Exercise brief:
Can you transcribe, word for word, the part of the passage below on sliding windows that starts with "Some research on" and goes on through "a good glider."?

Passage provided:

►

Some research on the internet turned up Marvin, Weathershield, Jeld-Wen, Hurd, Semco, Loewen, Peachtree, and Kolbe as making aluminum-clad wood gliders/sliders.
In the process of vetting about 10 installers in the DC area and hitting window showrooms, Home Depot, real lumber yards, I had never encountered an actual glider until today. What I heard is "the construction is very similar to this double hung I can show you", which was sometimes accompanied by the salesman turning the double-hung sideways and moving it back and forth, saying "see?"
Well, it's not the same, to state the obvious. To begin with, in a slider, gravity pushes the window against the track, but in a DH, gravity pulls it across the track! Furthermore, confirming by inspection that a company makes a good double-hung does *not* indicate they make a good glider.

◄

Given data:
►

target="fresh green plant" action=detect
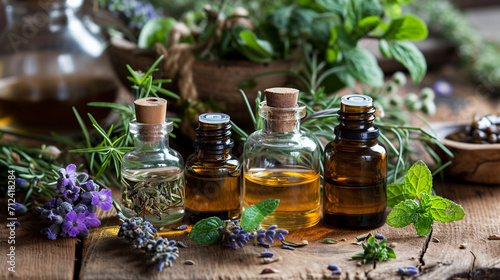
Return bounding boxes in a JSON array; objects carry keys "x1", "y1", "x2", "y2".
[
  {"x1": 352, "y1": 236, "x2": 396, "y2": 266},
  {"x1": 232, "y1": 47, "x2": 453, "y2": 183},
  {"x1": 189, "y1": 199, "x2": 288, "y2": 249},
  {"x1": 387, "y1": 161, "x2": 465, "y2": 235},
  {"x1": 408, "y1": 0, "x2": 500, "y2": 94}
]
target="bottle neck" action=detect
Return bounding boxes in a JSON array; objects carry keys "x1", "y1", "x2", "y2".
[
  {"x1": 4, "y1": 0, "x2": 82, "y2": 26},
  {"x1": 335, "y1": 104, "x2": 379, "y2": 143},
  {"x1": 259, "y1": 101, "x2": 306, "y2": 134},
  {"x1": 193, "y1": 122, "x2": 234, "y2": 161},
  {"x1": 129, "y1": 120, "x2": 173, "y2": 152}
]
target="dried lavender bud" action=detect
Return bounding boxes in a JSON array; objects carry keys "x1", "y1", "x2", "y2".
[
  {"x1": 328, "y1": 264, "x2": 339, "y2": 271},
  {"x1": 375, "y1": 233, "x2": 385, "y2": 239},
  {"x1": 399, "y1": 266, "x2": 419, "y2": 275},
  {"x1": 177, "y1": 225, "x2": 187, "y2": 230},
  {"x1": 260, "y1": 252, "x2": 274, "y2": 258}
]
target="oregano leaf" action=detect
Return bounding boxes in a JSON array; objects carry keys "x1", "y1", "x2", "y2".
[
  {"x1": 387, "y1": 199, "x2": 418, "y2": 227},
  {"x1": 430, "y1": 196, "x2": 465, "y2": 223},
  {"x1": 189, "y1": 217, "x2": 224, "y2": 245},
  {"x1": 241, "y1": 199, "x2": 280, "y2": 232},
  {"x1": 413, "y1": 212, "x2": 434, "y2": 235},
  {"x1": 403, "y1": 160, "x2": 432, "y2": 199},
  {"x1": 382, "y1": 15, "x2": 428, "y2": 41},
  {"x1": 388, "y1": 41, "x2": 427, "y2": 84},
  {"x1": 387, "y1": 183, "x2": 405, "y2": 207}
]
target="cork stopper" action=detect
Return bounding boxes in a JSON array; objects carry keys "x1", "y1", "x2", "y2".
[
  {"x1": 134, "y1": 97, "x2": 167, "y2": 124},
  {"x1": 264, "y1": 87, "x2": 299, "y2": 108},
  {"x1": 134, "y1": 97, "x2": 167, "y2": 142},
  {"x1": 264, "y1": 87, "x2": 299, "y2": 132}
]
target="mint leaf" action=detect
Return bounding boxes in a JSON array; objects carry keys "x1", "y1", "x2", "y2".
[
  {"x1": 387, "y1": 199, "x2": 418, "y2": 227},
  {"x1": 403, "y1": 160, "x2": 432, "y2": 199},
  {"x1": 430, "y1": 196, "x2": 465, "y2": 223},
  {"x1": 413, "y1": 212, "x2": 434, "y2": 235},
  {"x1": 388, "y1": 42, "x2": 427, "y2": 84},
  {"x1": 241, "y1": 199, "x2": 280, "y2": 232},
  {"x1": 189, "y1": 217, "x2": 224, "y2": 245},
  {"x1": 378, "y1": 39, "x2": 392, "y2": 58},
  {"x1": 382, "y1": 15, "x2": 428, "y2": 41},
  {"x1": 387, "y1": 183, "x2": 405, "y2": 207},
  {"x1": 419, "y1": 193, "x2": 432, "y2": 213},
  {"x1": 343, "y1": 47, "x2": 384, "y2": 87}
]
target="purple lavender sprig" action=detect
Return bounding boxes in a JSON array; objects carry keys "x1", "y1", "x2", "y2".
[
  {"x1": 35, "y1": 164, "x2": 113, "y2": 240},
  {"x1": 118, "y1": 214, "x2": 179, "y2": 271},
  {"x1": 219, "y1": 220, "x2": 288, "y2": 249}
]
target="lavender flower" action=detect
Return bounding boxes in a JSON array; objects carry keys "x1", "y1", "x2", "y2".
[
  {"x1": 14, "y1": 178, "x2": 30, "y2": 191},
  {"x1": 12, "y1": 202, "x2": 28, "y2": 215},
  {"x1": 62, "y1": 211, "x2": 87, "y2": 237},
  {"x1": 57, "y1": 164, "x2": 77, "y2": 189},
  {"x1": 375, "y1": 233, "x2": 385, "y2": 239},
  {"x1": 92, "y1": 189, "x2": 113, "y2": 211},
  {"x1": 399, "y1": 266, "x2": 419, "y2": 275},
  {"x1": 257, "y1": 225, "x2": 288, "y2": 248},
  {"x1": 35, "y1": 164, "x2": 112, "y2": 240},
  {"x1": 118, "y1": 214, "x2": 179, "y2": 271}
]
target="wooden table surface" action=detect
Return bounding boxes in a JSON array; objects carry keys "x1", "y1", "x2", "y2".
[{"x1": 0, "y1": 180, "x2": 500, "y2": 279}]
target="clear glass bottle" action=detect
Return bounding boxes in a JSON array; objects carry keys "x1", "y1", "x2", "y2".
[
  {"x1": 242, "y1": 88, "x2": 321, "y2": 229},
  {"x1": 323, "y1": 95, "x2": 387, "y2": 228},
  {"x1": 185, "y1": 113, "x2": 241, "y2": 223},
  {"x1": 0, "y1": 0, "x2": 118, "y2": 134},
  {"x1": 121, "y1": 98, "x2": 184, "y2": 226}
]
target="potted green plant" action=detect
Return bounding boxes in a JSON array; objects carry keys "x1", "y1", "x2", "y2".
[{"x1": 101, "y1": 0, "x2": 427, "y2": 126}]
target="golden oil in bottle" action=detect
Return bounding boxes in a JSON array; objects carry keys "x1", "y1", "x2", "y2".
[
  {"x1": 243, "y1": 169, "x2": 321, "y2": 229},
  {"x1": 185, "y1": 113, "x2": 241, "y2": 223},
  {"x1": 323, "y1": 95, "x2": 387, "y2": 228},
  {"x1": 242, "y1": 88, "x2": 321, "y2": 229}
]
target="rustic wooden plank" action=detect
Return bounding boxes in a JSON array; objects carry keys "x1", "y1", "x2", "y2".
[
  {"x1": 80, "y1": 185, "x2": 436, "y2": 279},
  {"x1": 416, "y1": 179, "x2": 500, "y2": 279},
  {"x1": 0, "y1": 203, "x2": 78, "y2": 280}
]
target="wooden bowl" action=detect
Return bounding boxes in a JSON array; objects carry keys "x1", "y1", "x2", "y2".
[{"x1": 432, "y1": 123, "x2": 500, "y2": 185}]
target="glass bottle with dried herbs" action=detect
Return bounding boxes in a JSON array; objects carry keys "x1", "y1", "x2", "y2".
[
  {"x1": 323, "y1": 95, "x2": 387, "y2": 228},
  {"x1": 121, "y1": 97, "x2": 184, "y2": 226},
  {"x1": 242, "y1": 88, "x2": 321, "y2": 229},
  {"x1": 185, "y1": 113, "x2": 241, "y2": 223}
]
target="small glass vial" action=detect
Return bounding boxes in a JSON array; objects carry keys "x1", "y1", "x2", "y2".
[
  {"x1": 185, "y1": 113, "x2": 241, "y2": 223},
  {"x1": 323, "y1": 95, "x2": 387, "y2": 228},
  {"x1": 121, "y1": 97, "x2": 184, "y2": 226},
  {"x1": 242, "y1": 88, "x2": 321, "y2": 229}
]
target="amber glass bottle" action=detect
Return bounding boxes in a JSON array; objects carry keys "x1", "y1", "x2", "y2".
[
  {"x1": 185, "y1": 113, "x2": 241, "y2": 223},
  {"x1": 323, "y1": 95, "x2": 387, "y2": 228}
]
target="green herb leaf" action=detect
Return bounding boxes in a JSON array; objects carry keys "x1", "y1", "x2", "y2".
[
  {"x1": 137, "y1": 17, "x2": 177, "y2": 49},
  {"x1": 378, "y1": 39, "x2": 392, "y2": 59},
  {"x1": 387, "y1": 183, "x2": 405, "y2": 207},
  {"x1": 414, "y1": 212, "x2": 434, "y2": 235},
  {"x1": 403, "y1": 160, "x2": 432, "y2": 199},
  {"x1": 430, "y1": 196, "x2": 465, "y2": 223},
  {"x1": 344, "y1": 47, "x2": 384, "y2": 87},
  {"x1": 387, "y1": 199, "x2": 418, "y2": 227},
  {"x1": 388, "y1": 42, "x2": 427, "y2": 84},
  {"x1": 189, "y1": 217, "x2": 224, "y2": 245},
  {"x1": 241, "y1": 199, "x2": 280, "y2": 232},
  {"x1": 281, "y1": 240, "x2": 309, "y2": 248},
  {"x1": 382, "y1": 15, "x2": 428, "y2": 41},
  {"x1": 321, "y1": 238, "x2": 339, "y2": 244}
]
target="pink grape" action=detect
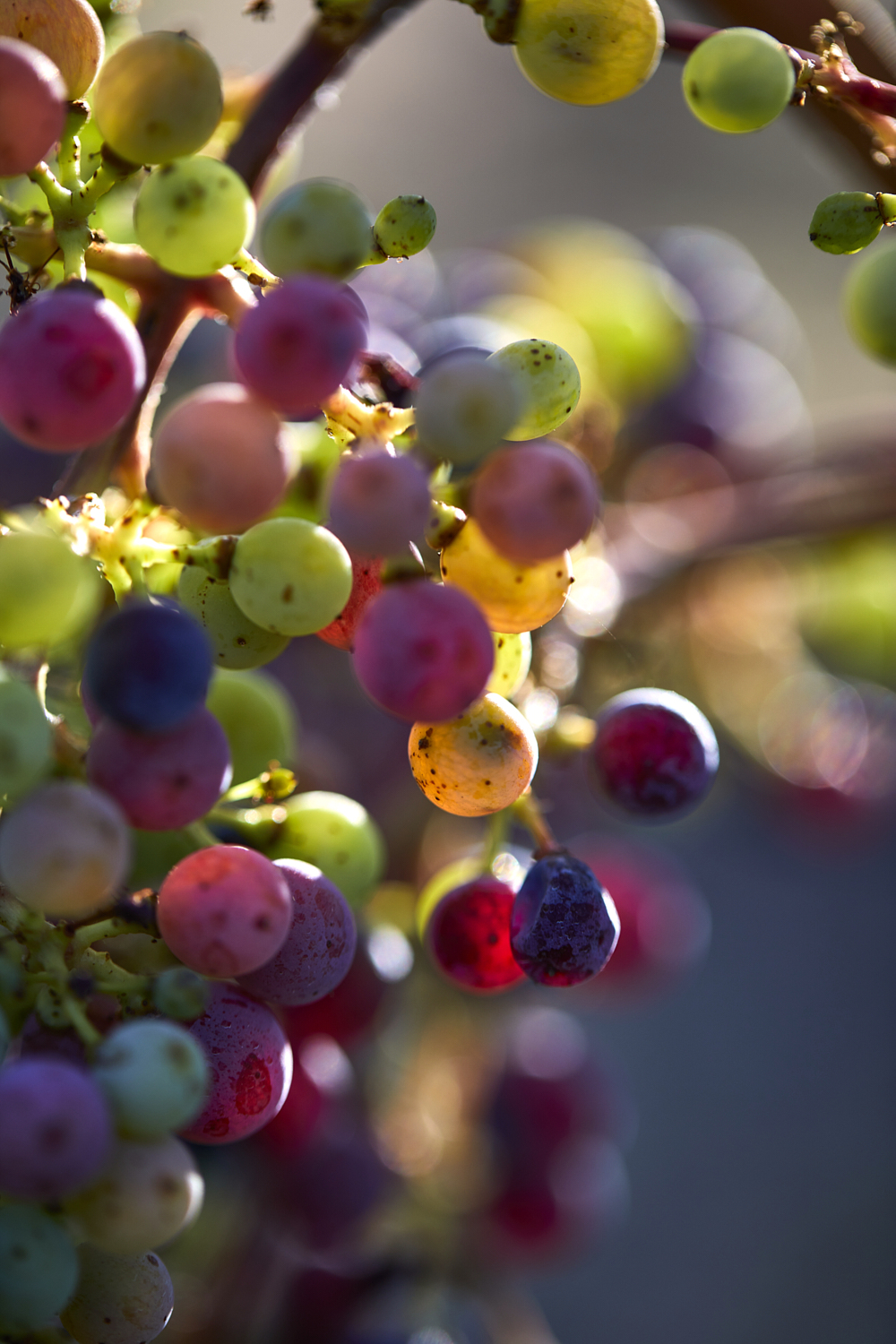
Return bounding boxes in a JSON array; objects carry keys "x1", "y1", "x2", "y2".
[
  {"x1": 181, "y1": 986, "x2": 293, "y2": 1144},
  {"x1": 234, "y1": 276, "x2": 366, "y2": 417},
  {"x1": 0, "y1": 1058, "x2": 113, "y2": 1203},
  {"x1": 0, "y1": 38, "x2": 65, "y2": 177},
  {"x1": 470, "y1": 440, "x2": 599, "y2": 564},
  {"x1": 0, "y1": 284, "x2": 146, "y2": 453},
  {"x1": 151, "y1": 383, "x2": 289, "y2": 534},
  {"x1": 157, "y1": 844, "x2": 293, "y2": 978},
  {"x1": 355, "y1": 580, "x2": 495, "y2": 723},
  {"x1": 239, "y1": 859, "x2": 358, "y2": 1008},
  {"x1": 329, "y1": 448, "x2": 430, "y2": 556},
  {"x1": 87, "y1": 709, "x2": 232, "y2": 831}
]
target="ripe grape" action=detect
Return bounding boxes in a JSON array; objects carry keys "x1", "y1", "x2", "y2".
[
  {"x1": 87, "y1": 710, "x2": 232, "y2": 831},
  {"x1": 353, "y1": 580, "x2": 495, "y2": 723},
  {"x1": 442, "y1": 519, "x2": 573, "y2": 634},
  {"x1": 157, "y1": 844, "x2": 293, "y2": 978},
  {"x1": 0, "y1": 37, "x2": 65, "y2": 177},
  {"x1": 0, "y1": 0, "x2": 105, "y2": 99},
  {"x1": 83, "y1": 602, "x2": 211, "y2": 733},
  {"x1": 513, "y1": 0, "x2": 664, "y2": 107},
  {"x1": 0, "y1": 1204, "x2": 78, "y2": 1335},
  {"x1": 0, "y1": 780, "x2": 130, "y2": 919},
  {"x1": 681, "y1": 29, "x2": 796, "y2": 134},
  {"x1": 269, "y1": 792, "x2": 385, "y2": 908},
  {"x1": 329, "y1": 446, "x2": 430, "y2": 556},
  {"x1": 134, "y1": 156, "x2": 255, "y2": 277},
  {"x1": 487, "y1": 338, "x2": 582, "y2": 440},
  {"x1": 177, "y1": 564, "x2": 289, "y2": 669},
  {"x1": 65, "y1": 1134, "x2": 204, "y2": 1255},
  {"x1": 229, "y1": 518, "x2": 352, "y2": 636},
  {"x1": 239, "y1": 859, "x2": 358, "y2": 1007},
  {"x1": 261, "y1": 177, "x2": 371, "y2": 280},
  {"x1": 0, "y1": 284, "x2": 146, "y2": 453},
  {"x1": 94, "y1": 32, "x2": 222, "y2": 167},
  {"x1": 374, "y1": 196, "x2": 435, "y2": 258},
  {"x1": 234, "y1": 276, "x2": 366, "y2": 419},
  {"x1": 92, "y1": 1019, "x2": 208, "y2": 1142},
  {"x1": 151, "y1": 383, "x2": 289, "y2": 532},
  {"x1": 414, "y1": 354, "x2": 522, "y2": 467},
  {"x1": 427, "y1": 874, "x2": 522, "y2": 991},
  {"x1": 207, "y1": 672, "x2": 297, "y2": 784},
  {"x1": 59, "y1": 1245, "x2": 175, "y2": 1344},
  {"x1": 183, "y1": 986, "x2": 293, "y2": 1144},
  {"x1": 470, "y1": 441, "x2": 599, "y2": 564},
  {"x1": 594, "y1": 688, "x2": 719, "y2": 820},
  {"x1": 407, "y1": 695, "x2": 538, "y2": 817},
  {"x1": 511, "y1": 854, "x2": 619, "y2": 986},
  {"x1": 0, "y1": 1058, "x2": 111, "y2": 1204}
]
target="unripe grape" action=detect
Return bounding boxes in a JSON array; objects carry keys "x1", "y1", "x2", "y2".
[
  {"x1": 374, "y1": 196, "x2": 435, "y2": 257},
  {"x1": 513, "y1": 0, "x2": 664, "y2": 107},
  {"x1": 681, "y1": 29, "x2": 796, "y2": 134},
  {"x1": 0, "y1": 38, "x2": 65, "y2": 177},
  {"x1": 151, "y1": 383, "x2": 289, "y2": 532},
  {"x1": 0, "y1": 284, "x2": 146, "y2": 453},
  {"x1": 487, "y1": 339, "x2": 582, "y2": 440},
  {"x1": 0, "y1": 0, "x2": 105, "y2": 98},
  {"x1": 407, "y1": 694, "x2": 538, "y2": 817},
  {"x1": 134, "y1": 156, "x2": 255, "y2": 277},
  {"x1": 92, "y1": 32, "x2": 222, "y2": 164}
]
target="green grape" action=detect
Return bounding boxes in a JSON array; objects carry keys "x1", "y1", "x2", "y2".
[
  {"x1": 134, "y1": 156, "x2": 255, "y2": 276},
  {"x1": 374, "y1": 196, "x2": 435, "y2": 257},
  {"x1": 0, "y1": 682, "x2": 52, "y2": 793},
  {"x1": 261, "y1": 177, "x2": 371, "y2": 280},
  {"x1": 177, "y1": 564, "x2": 289, "y2": 669},
  {"x1": 485, "y1": 631, "x2": 532, "y2": 701},
  {"x1": 514, "y1": 0, "x2": 664, "y2": 107},
  {"x1": 92, "y1": 32, "x2": 224, "y2": 164},
  {"x1": 0, "y1": 1204, "x2": 78, "y2": 1335},
  {"x1": 681, "y1": 29, "x2": 796, "y2": 134},
  {"x1": 0, "y1": 532, "x2": 102, "y2": 650},
  {"x1": 487, "y1": 338, "x2": 582, "y2": 440},
  {"x1": 229, "y1": 518, "x2": 352, "y2": 636},
  {"x1": 205, "y1": 672, "x2": 298, "y2": 784},
  {"x1": 267, "y1": 793, "x2": 385, "y2": 906}
]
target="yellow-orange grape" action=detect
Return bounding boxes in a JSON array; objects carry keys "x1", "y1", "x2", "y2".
[
  {"x1": 0, "y1": 0, "x2": 105, "y2": 99},
  {"x1": 407, "y1": 695, "x2": 538, "y2": 817},
  {"x1": 442, "y1": 519, "x2": 573, "y2": 634}
]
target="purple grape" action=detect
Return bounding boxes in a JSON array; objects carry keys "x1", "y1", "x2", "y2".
[
  {"x1": 85, "y1": 605, "x2": 212, "y2": 733},
  {"x1": 234, "y1": 276, "x2": 366, "y2": 418},
  {"x1": 511, "y1": 854, "x2": 619, "y2": 986},
  {"x1": 0, "y1": 284, "x2": 146, "y2": 453},
  {"x1": 87, "y1": 709, "x2": 232, "y2": 831},
  {"x1": 353, "y1": 580, "x2": 495, "y2": 723},
  {"x1": 0, "y1": 1056, "x2": 113, "y2": 1203},
  {"x1": 329, "y1": 448, "x2": 430, "y2": 556},
  {"x1": 239, "y1": 859, "x2": 358, "y2": 1008},
  {"x1": 592, "y1": 688, "x2": 719, "y2": 820}
]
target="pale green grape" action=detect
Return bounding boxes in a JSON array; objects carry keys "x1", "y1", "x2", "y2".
[
  {"x1": 681, "y1": 29, "x2": 796, "y2": 134},
  {"x1": 267, "y1": 793, "x2": 385, "y2": 906},
  {"x1": 229, "y1": 518, "x2": 352, "y2": 636},
  {"x1": 92, "y1": 32, "x2": 222, "y2": 166},
  {"x1": 205, "y1": 671, "x2": 298, "y2": 784},
  {"x1": 134, "y1": 156, "x2": 255, "y2": 276},
  {"x1": 177, "y1": 564, "x2": 289, "y2": 669},
  {"x1": 487, "y1": 338, "x2": 582, "y2": 440},
  {"x1": 261, "y1": 177, "x2": 371, "y2": 280},
  {"x1": 0, "y1": 532, "x2": 102, "y2": 650}
]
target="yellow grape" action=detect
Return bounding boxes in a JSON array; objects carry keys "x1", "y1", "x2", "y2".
[
  {"x1": 407, "y1": 695, "x2": 538, "y2": 817},
  {"x1": 514, "y1": 0, "x2": 665, "y2": 107},
  {"x1": 442, "y1": 519, "x2": 573, "y2": 634}
]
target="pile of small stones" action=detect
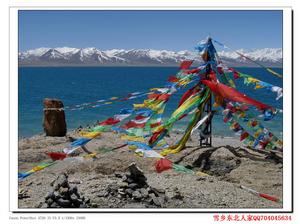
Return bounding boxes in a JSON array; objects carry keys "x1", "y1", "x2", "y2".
[
  {"x1": 42, "y1": 173, "x2": 90, "y2": 208},
  {"x1": 98, "y1": 163, "x2": 168, "y2": 207}
]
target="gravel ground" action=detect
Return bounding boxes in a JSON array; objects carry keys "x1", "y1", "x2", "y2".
[{"x1": 19, "y1": 132, "x2": 282, "y2": 209}]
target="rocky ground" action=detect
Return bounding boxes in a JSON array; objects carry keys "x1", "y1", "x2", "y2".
[{"x1": 19, "y1": 132, "x2": 283, "y2": 209}]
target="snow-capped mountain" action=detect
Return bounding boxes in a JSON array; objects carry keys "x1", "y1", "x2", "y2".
[{"x1": 19, "y1": 47, "x2": 282, "y2": 67}]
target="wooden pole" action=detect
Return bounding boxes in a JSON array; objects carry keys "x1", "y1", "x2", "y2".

◄

Exercise solution:
Some research on the internet turned up Marvin, Weathershield, Jeld-Wen, Hurd, Semco, Loewen, Peachtree, and Kolbe as making aluminum-clad wood gliders/sliders.
In the process of vetting about 10 installers in the DC area and hitting window showrooms, Home Depot, real lumber yards, I had never encountered an actual glider until today. What I heard is "the construction is very similar to this double hung I can show you", which was sometimes accompanied by the salesman turning the double-hung sideways and moving it back and forth, saying "see?"
Well, it's not the same, to state the obvious. To begin with, in a slider, gravity pushes the window against the track, but in a DH, gravity pulls it across the track! Furthermore, confirming by inspection that a company makes a good double-hung does *not* indicate they make a good glider.